▶ Tasks to perform:
1. In the gift ideas thread, copy the text between "## browser (Oct" and "her a card.", inclusive.
2. Summarize the gift ideas thread in two sentences.

# Need gift ideas for GF



## NoMoreTears4me (Oct 21, 2015)

First Christmas together. I have a few ideas but looking for a different perspective.

Thanks


----------



## browser (Oct 26, 2016)

Do what I do.

Acknowledge that as guys we have no clue and ask her what she wants.

Have her send you a link to the item, buy it on line, have it pre-giftwrapped and all you gotta do is hand her a card. 

Nothing says "I Love You" more than that.


----------



## NoMoreTears4me (Oct 21, 2015)

browser said:


> Do what I do.
> 
> Acknowledge that as guys we have no clue and ask her what she wants.
> 
> ...


Hmmm not so sure bout that one


----------



## 41362 (Dec 14, 2012)

What does she like? Any hobbies? Any passions?


----------



## Yeswecan (Jul 25, 2014)

Black convertible sports car! Full leather interior. The works! Merry Christmas, baby! 

Not knowing how long you have been dating and how well/deeply goes the relationship but how about a Pandora bracelet? Get the bracelet and start with a Christmas charm for your first Christmas. If you progress down the road you can add more charms in the coming years together.


----------



## NoMoreTears4me (Oct 21, 2015)

41362 said:


> What does she like? Any hobbies? Any passions?


She loves coffee, cats, pajamas, shoes, clothes, candles.

I was thinking some kind of coffee stuff but I am not a coffee drinker at all.

▶ Dataset excerpts:
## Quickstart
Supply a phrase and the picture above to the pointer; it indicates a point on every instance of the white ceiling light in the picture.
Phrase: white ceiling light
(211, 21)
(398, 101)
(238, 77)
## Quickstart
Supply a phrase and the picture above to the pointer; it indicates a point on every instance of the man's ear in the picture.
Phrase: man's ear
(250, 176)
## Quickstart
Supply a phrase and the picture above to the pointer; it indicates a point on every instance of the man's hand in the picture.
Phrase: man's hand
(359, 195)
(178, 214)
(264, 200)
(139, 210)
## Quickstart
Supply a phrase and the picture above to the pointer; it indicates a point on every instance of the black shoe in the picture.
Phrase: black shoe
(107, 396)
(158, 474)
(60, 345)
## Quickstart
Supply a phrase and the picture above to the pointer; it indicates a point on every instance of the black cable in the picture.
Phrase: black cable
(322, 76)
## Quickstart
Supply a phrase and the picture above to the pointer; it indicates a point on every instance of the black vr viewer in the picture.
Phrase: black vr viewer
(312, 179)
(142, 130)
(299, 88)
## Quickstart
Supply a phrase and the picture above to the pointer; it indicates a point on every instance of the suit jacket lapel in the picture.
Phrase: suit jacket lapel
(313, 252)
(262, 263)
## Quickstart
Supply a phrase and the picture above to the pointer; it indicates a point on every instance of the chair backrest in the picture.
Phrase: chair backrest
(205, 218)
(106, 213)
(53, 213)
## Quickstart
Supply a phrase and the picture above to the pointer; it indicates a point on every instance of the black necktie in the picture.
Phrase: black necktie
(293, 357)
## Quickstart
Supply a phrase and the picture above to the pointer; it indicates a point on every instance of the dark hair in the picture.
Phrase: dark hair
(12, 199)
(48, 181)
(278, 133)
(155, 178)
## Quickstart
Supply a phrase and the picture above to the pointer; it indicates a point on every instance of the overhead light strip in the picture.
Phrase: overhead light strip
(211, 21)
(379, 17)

▶ Exercise answers:
1.
## browser (Oct 26, 2016)

Do what I do.

Acknowledge that as guys we have no clue and ask her what she wants.

Have her send you a link to the item, buy it on line, have it pre-giftwrapped and all you gotta do is hand her a card.

2. A poster looking for a different perspective on a gift for a girlfriend's first Christmas together gets replies suggesting asking her what she wants and buying it online, or a Pandora bracelet that starts with a Christmas charm and gains more charms in later years. When asked about her interests, the poster lists coffee, cats, pajamas, shoes, clothes and candles, and mentions thinking of some kind of coffee stuff despite not being a coffee drinker.